Task material section start

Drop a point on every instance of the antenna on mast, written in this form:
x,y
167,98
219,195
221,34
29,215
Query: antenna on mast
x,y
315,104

Task material section end

» **The problem**: All of the entries above should be written out again exactly.

» **Solution for this task**:
Drop a point on every instance of the antenna on mast, written in this form:
x,y
167,98
219,195
221,34
29,215
Query: antenna on mast
x,y
315,104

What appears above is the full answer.